── Selection

I would again emphasize that the sentence imposed by Judge MacDonnell was well within the range heretofore deemed acceptable for this particular offence.  He is not to be faulted in any way.  I have recommended a substantial increase in the sentence because I am now convinced that the sentences for drinking and driving offences, particularly those resulting in loss of life, must, as a matter of policy, be substantially increased for the greater protection of the public through the element of general deterrence."

 

The appellant is 34 years old and although he denied it, obviously has a major problem with alcohol which is evident from his driving record and criminal record which has been set out in the respondent's factum as follows:

Motor Vehicle Driving Record

July 25, 1980                                        Speeding 96(1) MVA

Oct. 27, 1980                                       Red light violation 87(2) MVA

Nov. 6, 1980                                         Drive left single line 105(2) MVA

Nov. 6, 1980                                         Insufficient equipment 234(2) MVA

Dec. 5, 1980                                         Speeding 96(2) MVA

Nov. 29, 1982                                     Driving while license susp. 258(2) MVA

June 20, 1983                                      Driving while license susp. 258(2) MVA

Feb. 5, 1990                                          Speeding 94(1)

────

▸ Requirement
In the judgment excerpt, list each different offense in the motor vehicle driving record, naming each one only once. The lines after the judgment excerpt play no part here.

── Source data

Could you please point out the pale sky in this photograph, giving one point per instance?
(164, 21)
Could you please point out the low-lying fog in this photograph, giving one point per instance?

────

▸ The reply
Speeding
Red light violation
Drive left single line
Insufficient equipment
Driving while license susp.